The tasks:
#1 In the KIP email thread, what does Boyang propose checking to tell a forwarded request from a direct one for throttling?
#2 Resume the KIP email thread from where it stops.

Document:
══════════════════════════════
Thanks David for the feedback!

On Wed, Jul 29, 2020 at 7:53 AM David Jacot <dja...@confluent.io> wrote:

> Hi, Colin, Boyang,
>
> Colin, thanks for the clarification. Somehow, I thought that even if the
> controller is ran independently, it
> would still run the listeners of the broker and thus would be accessible by
> redirecting on the loopback
> interface. My mistake.
>
> Boyang, I have few questions/comments regarding the updated KIP:
>
> 1. I think that it would be great if we could clarify how old admin clients
> which are directly talking to the
> controller will work with this KIP. I read between the lines that, as we
> propose to provide a random
> broker Id as the controller Id in the metadata response, they will use a
> single node as a proxy. Is that
> correct? This deserves to be called out more explicitly in the design
> section instead of being hidden
> in the protocol bump of the metadata RPC.
>
> Makes sense, I stress this point in the compatibility section.


> 1.1 If I understand correctly, could we assume that old admin clients will
> stick to the same "fake controller"
> until they refresh their metadata? Refreshing the metadata usually happens
> when NOT_CONTROLLER
> is received but this won't happen anymore so they should change
> infrequently.
>
> That is correct, old admin clients would not try to refresh their metadata
due to NOT_CONTROLLER,
which is impossible to happen with the new broker cluster.


> 2. For the new admin client, I suppose that we plan on using
> LeastLoadedNodeProvider for the
> requests that are using ControllerNodeProvider. We could perhaps mention
> it.
>
> Sure, added.


> 3. Pre KIP-500, will we have a way to distinguish if a request that is
> received by the controller is
> coming directly from a client or from a broker? You mention that the
> listener can be used to do
> this but as you pointed out, it is not mandatory. Do we have another
> reliable method? I am asking
> in the context of KIP-599 with the current controller, we may need to
> throttle differently if the
> request comes from a client or from a broker.
>
> The point for using the listener name is more of a security purpose, to
detect any forged request to our best effort.
For throttling I think we could just check the request header for
*InitialClientId* existence, to distinguish whether to apply
throttling strategy as forwarded request or direct request.
══════════════════════════════
Information shown:
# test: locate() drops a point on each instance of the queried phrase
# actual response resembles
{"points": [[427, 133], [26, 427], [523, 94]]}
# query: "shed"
══════════════════════════════
Results by task:
#1 The request header, to see whether it contains *InitialClientId*.

#2
> 4. Could we add `InitialClientId` as well? This will be required for the
> quota as we can apply them
> by principal and/or clientId.
>
> Sounds good, added.


> 5. A small remark regarding the structure of the KIP. It is a bit weird
> that requests that do not go
> to the controller are mentioned in the Proposed Design section and the
> requests that go to the
> controller are mentioned in the Public Interfaces. When one read the
> Proposed Design, it does not
> get a full picture of the whole new routing proposal for old and new
> clients. It would be great if we
> could have a full overview in that section.
>
> Good point, I will move the pieces around.


> Overall the change makes sense to me. I will work on drafting an addendum
> to KIP-599 to
> alter the design to cope with these changes. At a first glance, that seems
> doable if 1.1, 3
> and 4 are OK.
>
> Thank you for the help!


> Thanks,
> David
>
> On Wed, Jul 29, 2020 at 5:29 AM Boyang Chen <reluctanthero...@gmail.com>
> wrote:
>
> > Thanks for the feedback Colin!
> >
> > On Tue, Jul 28, 2020 at 2:11 PM Colin McCabe <cmcc...@apache.org> wrote:
> >
> > > Hi Boyang,
> > >
> > > Thanks for updating this.  A few comments below:
> > >
> > > In the "Routing Request Security" section, there is a reference to
> "older
> > > requests that need redirection."  But after these new revisions, both
> new
> > > and old requests need redirection.  So we should rephrase this.
> > >
> > > > In addition, to avoid exposing this forwarding power to the admin
> > > clients,
> > > > the routing request shall be forwarded towards the controller broker
> > > internal
> > > > endpoint which should be only visible to other brokers inside the
> > > cluster
> > > > in the KIP-500 controller. Any admin configuration request with
> broker
> > > > principal should not be going through the public endpoint and will be
> > > > rejected for security purpose.
> > >
> > > We should also describe how this will work in the pre-KIP-500 case.  In
> > > that case, CLUSTER_ACTION gets the extra permissions described here
> only
> > > when the message comes in on the inter-broker listener.  We should
> state
> > > that here.
> > >
> > > (I can see that you have this information later on in the "Security
> > Access
> > > Changes" section, but it would be good to have it here as well, to
> avoid
> > > confusion.)
> > >
> > > > To be more strict of protecting controller information, the
> > > "ControllerId"
> > > > field in new MetadataResponse shall be set to -1 when the original
> > > request
> > > > comes from a non-broker client and it is already on v10. We shall use
> > the
> > > > request listener name to distinguish whether a given request is
> > > inter-broker,
> > > > or from the client.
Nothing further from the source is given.